Instruction: Please change "Find" to "Locate" throughout the rows below and give them back with nothing else altered. Leave the pictures out of your answer.

Collection entries:
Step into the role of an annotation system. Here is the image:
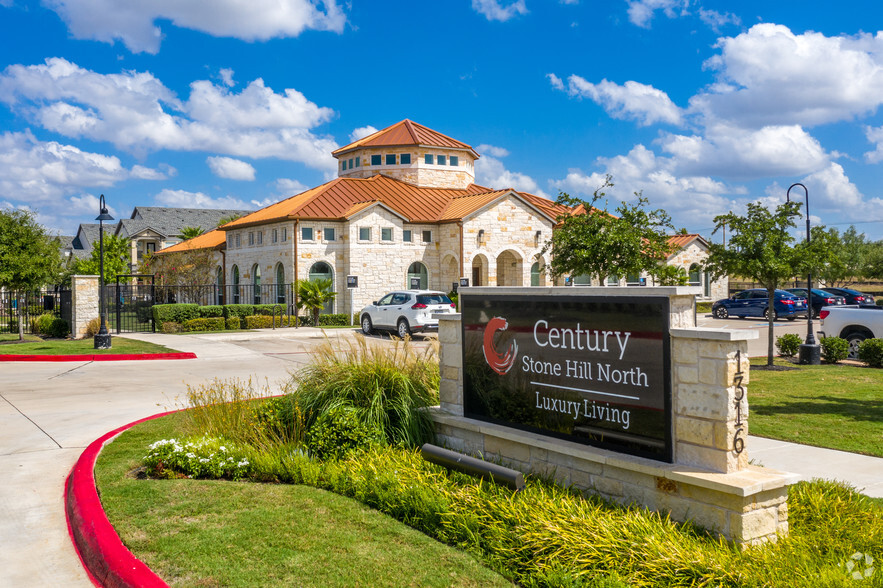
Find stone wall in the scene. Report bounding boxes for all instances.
[433,288,797,545]
[71,276,99,339]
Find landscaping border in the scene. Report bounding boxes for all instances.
[64,411,177,588]
[0,352,196,361]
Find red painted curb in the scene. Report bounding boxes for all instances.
[64,412,169,588]
[0,353,196,361]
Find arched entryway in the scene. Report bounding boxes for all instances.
[497,249,524,286]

Result for this task:
Step into the role of an annotation system. Here is the image:
Locate stone wall in the scene. Report bounding boxes for all instances.
[433,288,797,545]
[71,276,99,339]
Locate landscaping border in the scene. Report bounding boxes for all instances.
[64,411,177,588]
[0,352,196,361]
Locate red painted curb in the scene. Report bounding boxes for all instances.
[64,412,169,588]
[0,353,196,361]
Locate arched entryway in the scene. Report bounding boxes for all instances.
[497,249,524,286]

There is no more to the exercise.